Dienstag, 5. Januar 2016

Krippe mit Mauer und Pyramide ohne Mitte - Heilige Drei Könige

Seit 2013 begleitet mich die abgebildete Krippe, die ich von einer Reise ins Heilige Land mitgebracht habe und die mir immer wieder zu denken gibt.

Krippe mit Mauer.
1. Die Kommenden
Im Osten packt es ein paar Leute. Wir erfahren aus den Quellen nicht, wie viele es waren, wir wissen nicht, was genau sie sich erhofften. Aber es hat sie motiviert, sich aus dem Eigenen zu erheben und den Zeichen nachzugehen in der Hoffnung auf etwas Heiles. Bis sie gestoppt werden und nicht weiterkommen.
Diese Beschreibung würde sowohl auf die DDR-Flüchtlinge wie auch auf die heutigen Flüchtlinge aus Syrien und dem Irak zutreffen.
Und eben auch auf die so genannten Drei Heiligen Könige. 

Diese aber werden nicht aufgehalten von des Herodes Angst und Hass, sondern reisen weiter, nachdem sie mit dem Herrscher und seinen Beratern Informationen ausgetauscht haben.

Theologisch bedeutet es, dass sich aus der Ferne die Nichtjuden aufmachen, um den fremden Gott zu verehren. Menschen von außerhalb zeigen auf diese Weise denen, die "drinnen" sind, hier den Juden im Lande Israel, was wirklich wichtig ist. Möglicherweise lässt sich hier auch von den Flüchtlingen lernen, die uns aus unserer Bequemlichkeit reißen und uns auf unsere "christlichen" Werte stoßen.

Ein Fazit lautet also: Die Kommenden können die Sitzenden bescheren.
Das andere dagegen: Zur Gemeinschaft mit Jesus sind alle berufen; die ersten Christen bezeugen nicht umsonst von Gott, "dass ihm in jedem Volk willkommen ist, wer ihn fürchtet und tut, was recht ist." (Apg 10,35)

-*-*-

▶ **AUFGABENSTELLUNG**:
Prüfe bitte, ob die folgenden Aussagen mit dem Text übereinstimmen, und antworte jeweils mit Ja oder Nein samt den entscheidenden Worten des Textes als wörtlichem Zitat.
1. Die Krippe wurde von einer Reise ins Heilige Land mitgebracht.
2. Die Quellen nennen die genaue Zahl der Kommenden aus dem Osten.
3. Die so genannten Drei Heiligen Könige werden von Herodes aufgehalten.

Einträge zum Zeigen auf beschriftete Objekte
-*-*-

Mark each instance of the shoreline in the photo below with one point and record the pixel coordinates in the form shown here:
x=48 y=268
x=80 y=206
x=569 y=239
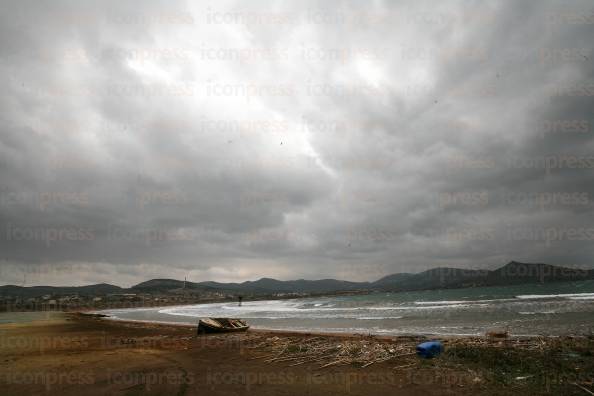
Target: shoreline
x=81 y=352
x=346 y=333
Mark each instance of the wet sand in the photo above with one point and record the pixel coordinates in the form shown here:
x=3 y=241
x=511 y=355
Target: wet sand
x=75 y=354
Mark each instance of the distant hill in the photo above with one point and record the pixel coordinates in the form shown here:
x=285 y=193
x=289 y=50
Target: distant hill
x=38 y=291
x=436 y=278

-*-*-

▶ **VOLLSTÄNDIGE ANTWORT**:
1. Ja: „die ich von einer Reise ins Heilige Land mitgebracht habe“
2. Nein: „Wir erfahren aus den Quellen nicht, wie viele es waren“
3. Nein: „Diese aber werden nicht aufgehalten von des Herodes Angst und Hass“